§ **What you have to do**
Please extract every line of the entries below verbatim, keeping the pictures out of your answer.

§ **Source records**
□ □ □ □ □
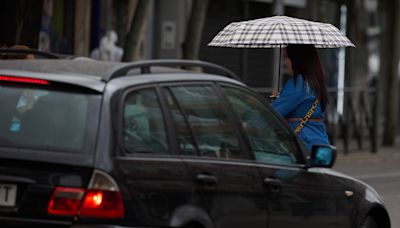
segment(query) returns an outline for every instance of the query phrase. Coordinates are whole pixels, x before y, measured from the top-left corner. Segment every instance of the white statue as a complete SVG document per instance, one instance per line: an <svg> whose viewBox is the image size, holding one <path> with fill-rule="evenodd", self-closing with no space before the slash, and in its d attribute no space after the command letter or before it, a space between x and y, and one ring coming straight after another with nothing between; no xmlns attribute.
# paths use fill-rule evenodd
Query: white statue
<svg viewBox="0 0 400 228"><path fill-rule="evenodd" d="M92 51L90 57L97 60L121 61L124 50L116 45L117 40L117 33L112 30L108 31L107 34L101 38L100 46Z"/></svg>

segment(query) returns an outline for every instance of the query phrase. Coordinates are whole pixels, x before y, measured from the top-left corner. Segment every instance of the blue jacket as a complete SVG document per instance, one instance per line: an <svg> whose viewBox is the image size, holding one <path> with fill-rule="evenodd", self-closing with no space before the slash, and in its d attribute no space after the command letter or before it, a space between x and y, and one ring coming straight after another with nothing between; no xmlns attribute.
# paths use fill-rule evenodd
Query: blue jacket
<svg viewBox="0 0 400 228"><path fill-rule="evenodd" d="M301 75L290 78L283 86L280 95L272 103L272 106L284 118L303 118L310 110L317 96L304 81ZM299 138L305 143L307 149L311 151L313 144L328 145L328 135L324 124L324 112L321 105L315 109L311 118L321 119L319 122L307 121ZM289 125L295 129L299 121L288 121Z"/></svg>

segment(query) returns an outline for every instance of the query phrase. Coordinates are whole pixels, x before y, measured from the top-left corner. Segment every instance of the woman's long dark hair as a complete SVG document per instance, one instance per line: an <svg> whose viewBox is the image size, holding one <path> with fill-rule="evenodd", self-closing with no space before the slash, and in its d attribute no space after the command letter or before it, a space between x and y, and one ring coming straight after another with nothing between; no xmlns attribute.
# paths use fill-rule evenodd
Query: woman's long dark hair
<svg viewBox="0 0 400 228"><path fill-rule="evenodd" d="M328 103L325 75L322 71L318 52L312 44L289 44L287 54L292 61L294 77L301 74L318 96L322 110Z"/></svg>

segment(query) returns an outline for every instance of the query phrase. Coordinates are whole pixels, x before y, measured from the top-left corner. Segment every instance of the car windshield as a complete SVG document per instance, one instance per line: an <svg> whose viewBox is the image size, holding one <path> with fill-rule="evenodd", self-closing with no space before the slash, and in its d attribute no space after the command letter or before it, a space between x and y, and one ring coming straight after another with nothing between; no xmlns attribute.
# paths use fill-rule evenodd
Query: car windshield
<svg viewBox="0 0 400 228"><path fill-rule="evenodd" d="M0 147L90 151L99 97L81 89L0 84Z"/></svg>

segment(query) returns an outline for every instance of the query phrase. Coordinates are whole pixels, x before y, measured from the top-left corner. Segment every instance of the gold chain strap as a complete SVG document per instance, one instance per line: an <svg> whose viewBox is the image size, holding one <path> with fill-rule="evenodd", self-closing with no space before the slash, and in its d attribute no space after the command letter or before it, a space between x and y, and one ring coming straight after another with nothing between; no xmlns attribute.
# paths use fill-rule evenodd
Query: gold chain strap
<svg viewBox="0 0 400 228"><path fill-rule="evenodd" d="M317 106L318 106L318 98L315 99L315 101L314 101L313 105L311 106L310 110L308 110L307 114L303 118L301 118L300 123L297 125L296 129L294 129L294 132L296 133L296 135L298 135L300 133L301 129L303 129L304 125L310 119L310 117L314 113L314 111L317 108Z"/></svg>

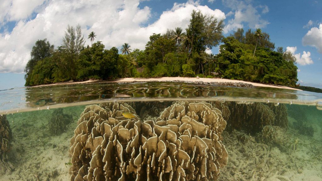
□ □ □ □ □
§ **Written answer**
segment(query) returns an outline for every instance of the query phrase. Coordinates are whole pixels, x before y, measured from the top-left corner. Segment every instance of the white statue as a complete SVG document per instance, one instance per line: an <svg> whose viewBox is the image size, holding one <path> with fill-rule="evenodd", self-closing with no space before the slash, and in its d attribute no space after the command letter or before it, a space between x and y, and one ring coming straight after another with nothing between; no xmlns attribute.
# paths use fill-rule evenodd
Query: white statue
<svg viewBox="0 0 400 228"><path fill-rule="evenodd" d="M92 51L90 57L97 60L121 61L124 50L116 45L117 40L117 33L112 30L108 31L107 34L101 38L100 46Z"/></svg>

segment(query) returns an outline for every instance of the query phrase. Coordinates are whole pixels, x before y, measured from the top-left corner. Segment every instance of the blue jacket as a complete SVG document per instance, one instance per line: an <svg> whose viewBox is the image size, holding one <path> with fill-rule="evenodd", self-closing with no space before the slash, and in its d attribute no space after the command letter or before it, a space between x and y, and one ring coming straight after another with nothing between; no xmlns attribute.
# paths use fill-rule evenodd
Query: blue jacket
<svg viewBox="0 0 400 228"><path fill-rule="evenodd" d="M301 75L290 78L283 86L280 95L272 103L272 106L284 118L303 118L310 110L317 96L304 81ZM299 138L305 143L307 149L311 151L313 144L328 145L328 135L324 124L324 112L321 105L315 109L311 118L321 119L319 122L307 121ZM289 125L295 129L299 121L288 121Z"/></svg>

segment(query) returns an outline for every instance of the query phrase. Coordinates are whole pixels, x before y, measured from the top-left corner. Segment every instance of the woman's long dark hair as a complete SVG document per instance, one instance per line: an <svg> whose viewBox is the image size, holding one <path> with fill-rule="evenodd", self-closing with no space before the slash, and in its d attribute no space after the command letter or before it, a space between x and y, and one ring coming straight after another with nothing between; no xmlns attribute.
# paths use fill-rule evenodd
Query: woman's long dark hair
<svg viewBox="0 0 400 228"><path fill-rule="evenodd" d="M328 103L325 75L322 71L318 52L312 44L289 44L287 54L292 61L294 77L301 74L318 96L322 110Z"/></svg>

segment(query) returns an outline for every instance of the query phrase. Coordinates are whole pixels, x before y, measured from the top-left corner. Segment every instance of the car windshield as a complete SVG document per instance, one instance per line: an <svg> whose viewBox is the image size, holding one <path> with fill-rule="evenodd", self-closing with no space before the slash, and in its d attribute no space after the command letter or before it, a space between x and y, and one ring coming straight after another with nothing between; no xmlns attribute.
# paths use fill-rule evenodd
Query: car windshield
<svg viewBox="0 0 400 228"><path fill-rule="evenodd" d="M0 147L90 151L99 97L81 89L0 84Z"/></svg>

segment(query) returns an outline for every instance of the query phrase. Coordinates are whole pixels, x before y, measured from the top-left corner. Segment every instance of the gold chain strap as a complete SVG document per instance, one instance per line: an <svg> whose viewBox is the image size, holding one <path> with fill-rule="evenodd", self-closing with no space before the slash, and in its d attribute no space after the command letter or before it, a space between x and y, and one ring coming straight after another with nothing between; no xmlns attribute.
# paths use fill-rule evenodd
Query: gold chain strap
<svg viewBox="0 0 400 228"><path fill-rule="evenodd" d="M317 106L318 106L318 98L315 99L315 101L314 101L313 105L311 106L310 110L308 110L307 114L303 118L301 118L300 123L297 125L296 129L294 129L294 132L296 133L296 135L298 135L300 133L301 129L303 129L304 125L310 119L310 117L314 113L314 111L317 108Z"/></svg>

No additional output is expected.